SOURCE PASSAGE.
English is my mother tongue. I learned it first and it comforts me. If I need to communicate something, I naturally turn to English (and maybe some gesturing with my hands!). In school, I studied Spanish, French, and Jamaican Creole/Patois. I’m currently working on being fluent in Spanish. My Puerto Rican partner helps motivate me, but when I’m trying to communicate in Spanish, I find myself grasping for words just out of reach. I long for the familiar words of English to communicate larger issues. Finding myself at a loss for words is difficult for an English major. I feel so confident with spoken and written word—in English.
Living in Language
I recently read Ewa Hryniewicz-Yarbrough’s article “Little Bowls of Colors” in the American Scholar; Hryniewicz-Yarbrough discusses how stepping outside of your native language creates vulnerability and confusion, so you really start to think about your words. And with this distance, you see yourself in a new light. As she writes, we live in language, not a country.
No matter where I move I would live in English—at least for a long time. It would take many years to have me live comfortably with another language. I’m monogamous with English even though I flirt with Spanish.
So I find myself flirting once again—this time with a computer. I’m trying to learn new expressions and syntax all for the sake of getting the computer to understand what I want and where I want it. And, again, I find myself grasping for words that, in English, would flow freely. I could easily design that image or web page with English words. I could describe and draw all sorts of things . My pictures could easily be abstract. But with coding, I find myself wanting to create something complex—something that would make the viewer really think—but I am at a loss for words.

DATASET EXTRACT.

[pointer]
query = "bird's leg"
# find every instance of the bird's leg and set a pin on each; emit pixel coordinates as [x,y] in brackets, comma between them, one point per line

QUESTIONS.
a) Answer these questions using the essay about language, one answer per line:
(i) Which languages did the writer study in school?
(ii) In which publication did Ewa Hryniewicz-Yarbrough's article "Little Bowls of Colors" appear?
(iii) For what purpose is the writer learning new expressions and syntax with a computer?
b) Set down word for word the stretch of the essay about language from "So I find myself" through "loss for words.".
c) Resume the essay about language, starting right after its last sentence.

YOUR RESPONSES.
a)
(i) Spanish, French, and Jamaican Creole/Patois.
(ii) The American Scholar.
(iii) To get the computer to understand what the writer wants and where the writer wants it.

b)
So I find myself flirting once again—this time with a computer. I’m trying to learn new expressions and syntax all for the sake of getting the computer to understand what I want and where I want it. And, again, I find myself grasping for words that, in English, would flow freely. I could easily design that image or web page with English words. I could describe and draw all sorts of things . My pictures could easily be abstract. But with coding, I find myself wanting to create something complex—something that would make the viewer really think—but I am at a loss for words.

c)
So I scale back. I return to the words I know well. I just learned to make the mouse control the movement and place the box at the X and Y coordinates of my choosing, so, no, I can’t yet make the Magic 8 Ball shake when the user clicks their mouse. I want to. I carefully describe it in English to my partner Arturo, who has a Ph.D. in computer science. He applauds my ambition and reminds me to scale back—at least for now.
Learn a few nouns and a verb, and then use those until I can add more words to my vocabulary. I get it. But it is frustrating.
Learning a Programming Language
Communication is never an easy process no matter how comfortable you are with the language. But learning coding is similar to moving to a foreign land where my mother tongue is not able to help me. I find myself making jokes that native speakers of this new language will not find as funny. The push command becomes my inside joke of “Push it. Push it real good,” and I know that commas should always go inside the parentheses, not outside.
But I’ve decided to visit this foreign place, so I must do as the locales and try to embrace this new language. So I am immersing myself in coding and hoping that that the strangeness of it allows me to come away a more complex human being—or, at the very least, become a computer whisperer.